# [Stated goal]
Lines from the one containing "Can you see the shallow" through the end of the data are to be returned exactly, and no others.

[Excerpts from point annotation data]
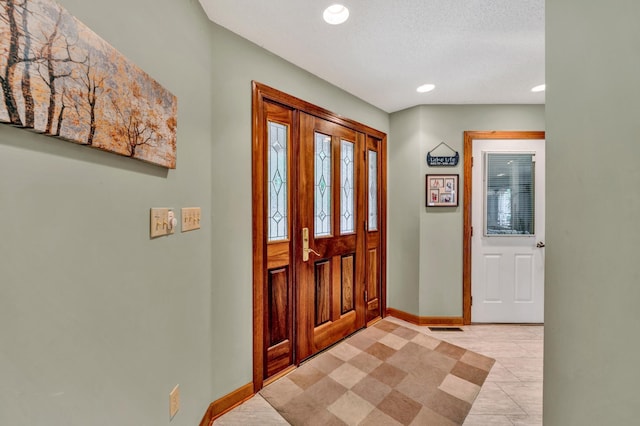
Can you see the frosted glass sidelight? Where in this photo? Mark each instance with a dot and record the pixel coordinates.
(278, 222)
(373, 190)
(322, 208)
(347, 199)
(510, 194)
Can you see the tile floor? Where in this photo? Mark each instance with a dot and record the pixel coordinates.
(511, 395)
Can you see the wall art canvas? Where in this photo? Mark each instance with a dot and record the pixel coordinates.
(59, 78)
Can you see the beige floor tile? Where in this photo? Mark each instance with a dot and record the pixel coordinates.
(350, 408)
(254, 412)
(461, 389)
(528, 396)
(493, 400)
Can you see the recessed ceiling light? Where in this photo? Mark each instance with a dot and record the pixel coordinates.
(426, 88)
(335, 14)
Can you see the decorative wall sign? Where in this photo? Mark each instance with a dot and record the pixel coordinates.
(443, 161)
(442, 190)
(59, 78)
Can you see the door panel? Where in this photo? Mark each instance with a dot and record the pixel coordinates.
(302, 306)
(507, 265)
(331, 281)
(278, 285)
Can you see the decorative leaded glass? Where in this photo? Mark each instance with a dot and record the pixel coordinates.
(373, 190)
(347, 199)
(278, 223)
(510, 194)
(322, 209)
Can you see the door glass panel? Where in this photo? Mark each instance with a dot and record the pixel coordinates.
(373, 190)
(322, 209)
(277, 169)
(347, 199)
(510, 194)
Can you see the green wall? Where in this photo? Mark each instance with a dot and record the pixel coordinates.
(98, 323)
(236, 64)
(425, 245)
(593, 205)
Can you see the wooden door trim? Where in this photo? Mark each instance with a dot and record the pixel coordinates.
(260, 94)
(469, 137)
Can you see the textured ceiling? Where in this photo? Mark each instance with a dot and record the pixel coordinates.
(474, 51)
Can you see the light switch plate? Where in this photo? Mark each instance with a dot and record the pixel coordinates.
(159, 222)
(190, 218)
(174, 401)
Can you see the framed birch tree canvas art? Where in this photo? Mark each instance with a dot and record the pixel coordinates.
(59, 78)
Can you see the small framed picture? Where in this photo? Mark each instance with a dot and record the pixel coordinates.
(442, 190)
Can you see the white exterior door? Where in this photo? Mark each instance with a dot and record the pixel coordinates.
(507, 260)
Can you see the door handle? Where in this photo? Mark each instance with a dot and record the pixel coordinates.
(305, 246)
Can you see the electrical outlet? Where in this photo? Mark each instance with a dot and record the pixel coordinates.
(190, 218)
(174, 401)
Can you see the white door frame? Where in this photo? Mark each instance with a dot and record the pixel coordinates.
(469, 137)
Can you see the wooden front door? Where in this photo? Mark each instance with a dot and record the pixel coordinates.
(374, 236)
(330, 222)
(318, 230)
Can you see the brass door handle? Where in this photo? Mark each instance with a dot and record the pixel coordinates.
(305, 246)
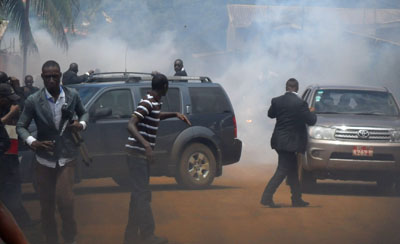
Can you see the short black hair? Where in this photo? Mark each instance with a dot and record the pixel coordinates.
(3, 77)
(178, 60)
(158, 82)
(51, 63)
(292, 83)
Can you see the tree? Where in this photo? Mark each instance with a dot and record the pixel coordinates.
(55, 15)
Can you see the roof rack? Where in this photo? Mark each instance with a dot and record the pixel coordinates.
(140, 76)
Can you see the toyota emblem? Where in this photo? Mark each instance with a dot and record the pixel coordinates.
(363, 134)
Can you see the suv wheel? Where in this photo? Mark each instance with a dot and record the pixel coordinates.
(197, 167)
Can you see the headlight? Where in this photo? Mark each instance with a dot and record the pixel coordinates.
(322, 133)
(395, 136)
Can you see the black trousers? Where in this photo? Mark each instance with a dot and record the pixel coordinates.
(10, 189)
(287, 167)
(140, 219)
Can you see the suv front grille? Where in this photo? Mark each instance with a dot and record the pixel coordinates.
(363, 134)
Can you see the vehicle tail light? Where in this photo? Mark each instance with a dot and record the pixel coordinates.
(234, 126)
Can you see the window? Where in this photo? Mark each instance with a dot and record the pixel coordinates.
(209, 100)
(119, 101)
(171, 102)
(355, 102)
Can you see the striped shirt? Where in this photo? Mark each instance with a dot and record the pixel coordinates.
(148, 113)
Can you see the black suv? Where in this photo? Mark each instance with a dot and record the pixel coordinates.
(193, 155)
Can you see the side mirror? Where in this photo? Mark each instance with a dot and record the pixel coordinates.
(101, 113)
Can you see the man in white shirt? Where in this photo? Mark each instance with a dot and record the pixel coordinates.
(55, 153)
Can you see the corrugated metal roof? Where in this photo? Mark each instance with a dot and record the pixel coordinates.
(245, 15)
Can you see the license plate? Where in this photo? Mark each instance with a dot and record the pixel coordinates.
(363, 151)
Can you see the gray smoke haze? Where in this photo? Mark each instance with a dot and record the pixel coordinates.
(311, 44)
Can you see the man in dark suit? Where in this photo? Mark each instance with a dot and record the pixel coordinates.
(71, 75)
(56, 152)
(289, 138)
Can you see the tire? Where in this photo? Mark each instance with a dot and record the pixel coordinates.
(197, 167)
(306, 178)
(384, 185)
(122, 181)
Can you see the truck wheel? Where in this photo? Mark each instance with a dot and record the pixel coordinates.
(197, 167)
(307, 180)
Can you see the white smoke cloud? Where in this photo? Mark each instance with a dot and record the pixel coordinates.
(312, 46)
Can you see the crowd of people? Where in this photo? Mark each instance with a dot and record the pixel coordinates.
(56, 154)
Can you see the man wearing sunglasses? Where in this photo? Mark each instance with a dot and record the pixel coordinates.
(55, 150)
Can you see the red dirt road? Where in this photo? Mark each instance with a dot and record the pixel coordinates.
(230, 212)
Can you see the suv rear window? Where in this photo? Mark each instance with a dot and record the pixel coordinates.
(355, 102)
(209, 100)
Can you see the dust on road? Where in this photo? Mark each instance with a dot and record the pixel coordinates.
(230, 212)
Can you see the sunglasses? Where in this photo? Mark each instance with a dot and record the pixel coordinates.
(54, 76)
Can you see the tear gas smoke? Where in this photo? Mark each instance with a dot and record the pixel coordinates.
(313, 45)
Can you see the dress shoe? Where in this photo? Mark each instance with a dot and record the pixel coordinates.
(300, 203)
(71, 242)
(269, 203)
(153, 239)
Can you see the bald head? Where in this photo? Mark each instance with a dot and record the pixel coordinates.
(292, 85)
(73, 67)
(178, 65)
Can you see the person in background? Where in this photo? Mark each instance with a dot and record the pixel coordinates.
(10, 182)
(9, 229)
(71, 75)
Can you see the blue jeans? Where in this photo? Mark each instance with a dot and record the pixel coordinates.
(10, 189)
(140, 220)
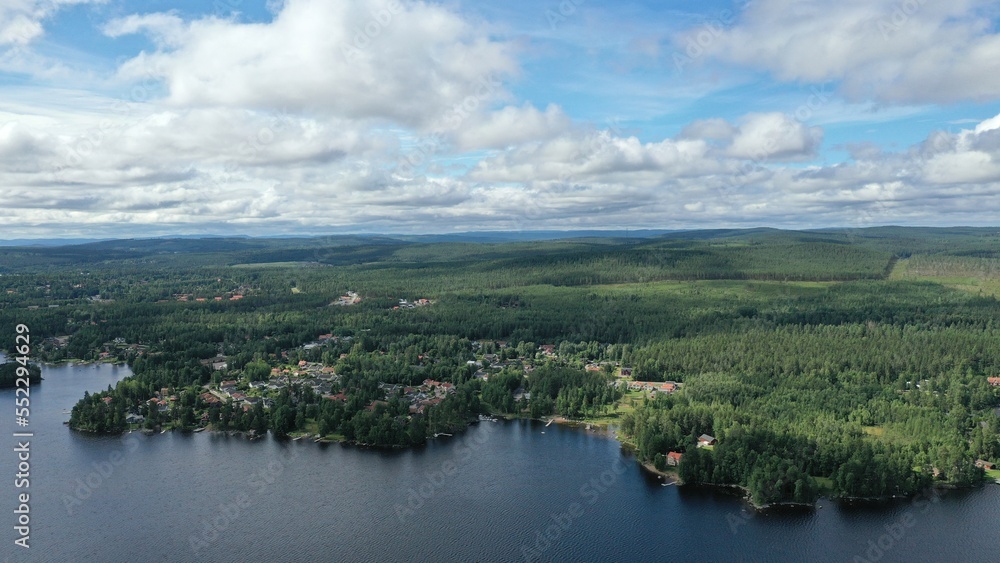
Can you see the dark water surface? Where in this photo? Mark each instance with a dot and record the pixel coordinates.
(500, 492)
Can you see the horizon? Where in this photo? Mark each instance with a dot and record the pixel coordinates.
(521, 236)
(291, 117)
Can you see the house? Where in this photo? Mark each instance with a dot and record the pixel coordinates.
(706, 440)
(375, 404)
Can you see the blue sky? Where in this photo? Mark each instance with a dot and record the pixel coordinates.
(308, 117)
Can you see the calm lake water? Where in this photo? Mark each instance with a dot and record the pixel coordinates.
(501, 492)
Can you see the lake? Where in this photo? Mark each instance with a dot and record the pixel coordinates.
(513, 491)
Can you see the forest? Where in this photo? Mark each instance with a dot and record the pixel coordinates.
(840, 363)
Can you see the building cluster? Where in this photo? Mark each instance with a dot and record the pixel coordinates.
(352, 298)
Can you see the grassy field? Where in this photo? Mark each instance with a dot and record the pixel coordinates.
(980, 276)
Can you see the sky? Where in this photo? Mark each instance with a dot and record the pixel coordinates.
(306, 117)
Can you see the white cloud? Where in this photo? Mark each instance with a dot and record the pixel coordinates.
(21, 20)
(415, 64)
(512, 125)
(901, 52)
(773, 136)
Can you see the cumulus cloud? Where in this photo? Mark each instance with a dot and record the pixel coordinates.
(512, 125)
(415, 64)
(774, 136)
(902, 52)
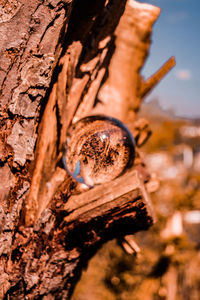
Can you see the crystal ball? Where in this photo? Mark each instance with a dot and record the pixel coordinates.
(98, 149)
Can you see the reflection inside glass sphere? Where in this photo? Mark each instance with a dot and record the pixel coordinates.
(98, 149)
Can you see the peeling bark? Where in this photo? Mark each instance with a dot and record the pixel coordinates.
(61, 61)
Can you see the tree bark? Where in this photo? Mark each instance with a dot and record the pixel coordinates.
(61, 61)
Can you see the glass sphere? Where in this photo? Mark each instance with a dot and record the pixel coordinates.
(98, 149)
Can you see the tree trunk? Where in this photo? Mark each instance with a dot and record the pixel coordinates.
(61, 61)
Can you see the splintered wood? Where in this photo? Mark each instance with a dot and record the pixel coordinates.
(110, 199)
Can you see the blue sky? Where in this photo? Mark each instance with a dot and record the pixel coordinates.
(177, 32)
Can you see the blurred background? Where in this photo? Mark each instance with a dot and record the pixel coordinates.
(164, 262)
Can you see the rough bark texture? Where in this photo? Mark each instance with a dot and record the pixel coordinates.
(60, 61)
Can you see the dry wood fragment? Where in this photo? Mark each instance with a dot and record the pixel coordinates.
(59, 60)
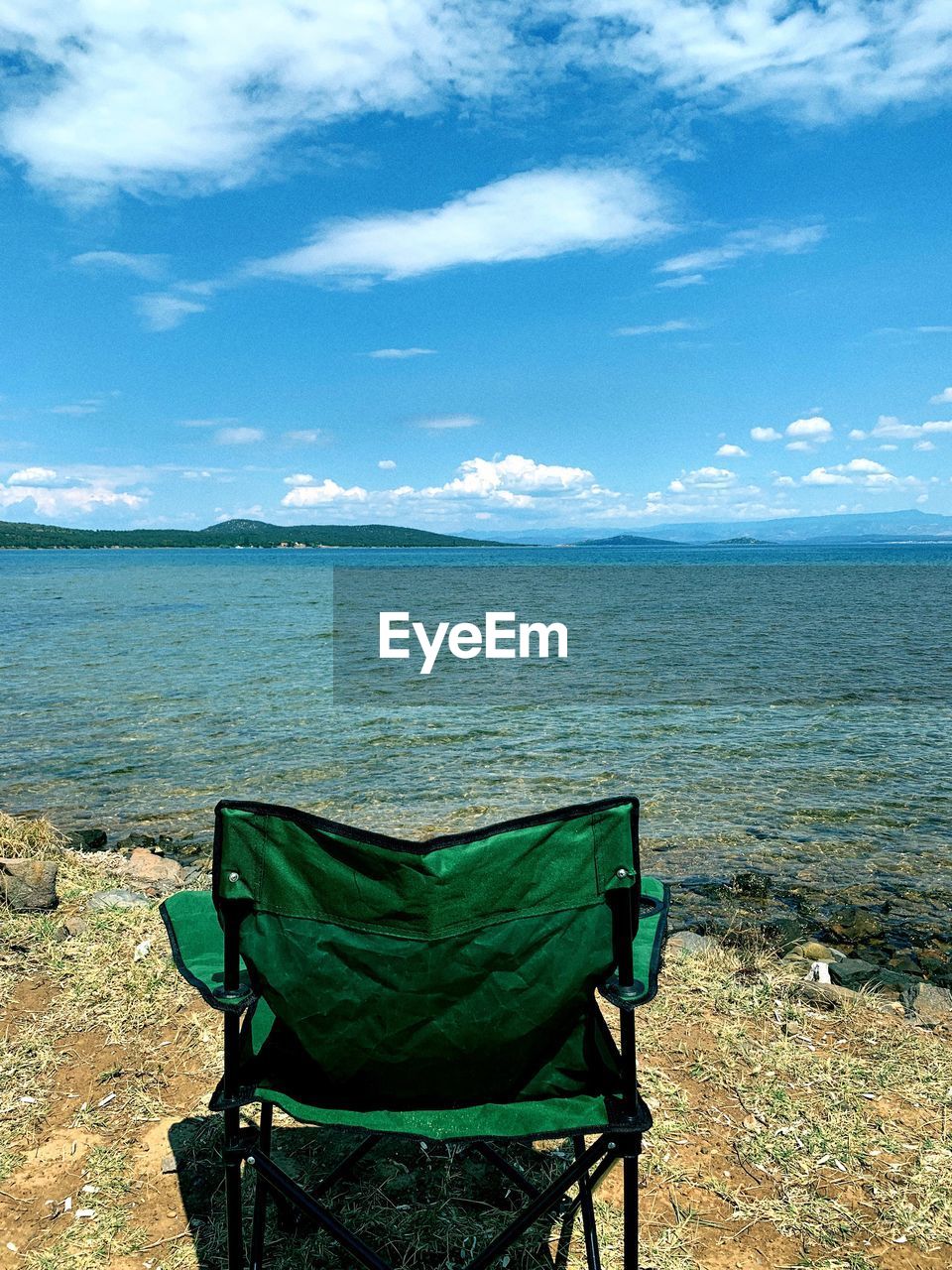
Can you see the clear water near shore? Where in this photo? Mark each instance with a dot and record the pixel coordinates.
(141, 686)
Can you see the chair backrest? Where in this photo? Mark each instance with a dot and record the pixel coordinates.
(458, 970)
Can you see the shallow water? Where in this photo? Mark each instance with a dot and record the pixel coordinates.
(139, 688)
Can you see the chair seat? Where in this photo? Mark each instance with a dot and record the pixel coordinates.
(275, 1069)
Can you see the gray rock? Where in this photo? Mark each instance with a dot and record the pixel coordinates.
(135, 839)
(927, 1003)
(28, 885)
(154, 870)
(852, 971)
(118, 898)
(689, 944)
(87, 839)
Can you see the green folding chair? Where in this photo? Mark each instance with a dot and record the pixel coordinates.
(440, 989)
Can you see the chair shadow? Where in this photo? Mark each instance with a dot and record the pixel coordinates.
(431, 1206)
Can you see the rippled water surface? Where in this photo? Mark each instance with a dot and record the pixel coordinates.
(139, 688)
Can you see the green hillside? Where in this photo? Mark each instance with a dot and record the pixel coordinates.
(232, 534)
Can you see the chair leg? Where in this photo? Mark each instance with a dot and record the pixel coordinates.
(630, 1183)
(232, 1189)
(588, 1213)
(261, 1206)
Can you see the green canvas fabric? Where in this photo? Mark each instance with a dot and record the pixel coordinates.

# [Completed exercise]
Can you see the shallow water? Where in this photo? Mark each instance with a dot and record the pixel coordinates.
(139, 688)
Can you see the chair seat? Where in this photo? Mark each instance with a dot and record the pixel coordinates.
(275, 1069)
Can you see the gray rock? Where in this photo? Mark each instance with a dot and record the pixel coordinates.
(135, 839)
(927, 1003)
(28, 885)
(154, 870)
(852, 971)
(118, 898)
(689, 944)
(87, 839)
Can you see the green folding chair? Where in this photo? Mark each instance with a dot and record the pixel coordinates.
(440, 989)
Can you see the chair shadow? Where in this photo? Mark each instance with a dot and record the pixel coordinates.
(431, 1206)
Can you see the rippled water surface? Where in this photo? Mark each instance with a dot and record the pixel coordinates.
(139, 688)
Can you see the green hillside? Where in this photo? Mark each instance with a dot and record the pixel coordinates.
(232, 534)
Can you see the chair leg? Where in this photo? Mark each instance with a dot and record the pixel coordinates.
(630, 1183)
(232, 1189)
(588, 1213)
(261, 1206)
Can you see the green canvas fabric? Where in this photo? Mark each instance with a dot and record the pixel coordinates.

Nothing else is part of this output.